◆ DOCUMENT TEXT ◆
________

Chapter 1 describes Manson’s early life and his medical education. At the time, Scotland’s medical research was shifting from natural theology to philosophical natural history. Li analyzes the impact on medical work of natural theology’s key concept of “perfect adaptation,” showing that the combination of new anatomical reasoning and microscopes with improved lenses gave Manson’s parasitology research an advantage. Chapter 2 focuses on Manson’s career as a medical officer in the Chinese Imperial Maritime Customs Service; he served in Gaoxiong (Kaohsiung) and Xiamen (Amoy) from 1866 to 1875. While introducing important reforms to Chinese missionary hospitals, he made many observations on endemic diseases and how they related to climate, environment, and hygiene.

Chapter 3 shows how Manson connected what was known about the filarial parasite and elephantiasis to the cases he was seeing of malaria. He applied the methods of comparative pathology and the concepts of perfect adaption and the harmony of nature, proposing the mosquito as the intermediate host of the filarial parasite. Li also explores Manson’s expertise in collecting research materials, taking samples, making slides, and operating microscopes. Chapter 4 reveals how the concept of the sexual division of labor in reproductive biology shaped Manson’s understanding of filariasis, then dwells on another division of labor, that between frail European mothers and the Chinese nurses who looked after newborn European children. This inspired Manson to use the word nurse to describe the roles of mosquitoes in the filarial reproduction process.

Chapter 5 begins with a discussion of the medical practice Manson set up—first in Hong Kong, then in London—after he retired from the Chinese Imperial Maritime Customs Service in 1883. It was during this period that he designed the mosquito-malaria chart, combining it with a temperature chart, tools that did much for the identification of research subjects. Chapter 6 focuses on Manson’s collaboration with the British medical officer Ronald Ross in British India, a fine example of research communication extending from the academic center (Manson was in London) to the colonial periphery. Chapter 7 investigates how Manson developed friendships with key medical figures and journal editors, participated in academic politics, and finally developed tropical medicine into a discipline. The book closes with an account of the end of Manson’s professional relationship with Ross.

________

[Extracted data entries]
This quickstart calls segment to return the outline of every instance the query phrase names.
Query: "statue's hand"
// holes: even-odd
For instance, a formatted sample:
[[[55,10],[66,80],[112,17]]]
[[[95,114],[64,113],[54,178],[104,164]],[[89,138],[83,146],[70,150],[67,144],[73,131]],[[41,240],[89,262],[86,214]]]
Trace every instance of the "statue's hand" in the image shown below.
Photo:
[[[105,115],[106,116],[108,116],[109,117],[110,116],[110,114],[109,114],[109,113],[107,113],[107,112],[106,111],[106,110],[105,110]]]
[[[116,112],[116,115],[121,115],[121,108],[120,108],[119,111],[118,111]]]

________

◆ WORK INSTRUCTIONS ◆
a. In the chapter summary about Manson, where did he serve as a medical officer from 1866 to 1875?
b. List the research skills of Manson's that Li explores, according to the chapter summary about Manson.
c. Pick up the chapter summary about Manson right after its last sentence and keep it going.
None of the work here uses the entries.

◆ EXERCISE ANSWERS ◆
a. Gaoxiong (Kaohsiung) and Xiamen (Amoy).

b. Collecting research materials, taking samples, making slides, and operating microscopes.

c.
The most fascinating aspect of this book is the author’s application of French anthropologist Marcel Mauss’s concept of gift exchange to the partnership Manson and Ross formed to verify the mosquito-malaria theory. The author points out that such exchanges were the key feature of modern science during the nineteenth century. These collaborative research relationships typically involved a prestigious researcher like Manson at the imperial center, and a scholar at an early stage in his career, like Ross, in a peripheral colonial area. The latter usually conducted fieldwork, collecting specimens and developing processing and operational techniques, while the former was in charge of theory construction and the identification, classification, and standardization of materials. The locus of the prestigious scholar was called the center of calculation. The researchers in the peripheral areas were called field naturalists, while the researchers in the center were called sedentary naturalists.

The partnership between center and periphery was based on the principles of reciprocity and patronage. The senior researcher at the center...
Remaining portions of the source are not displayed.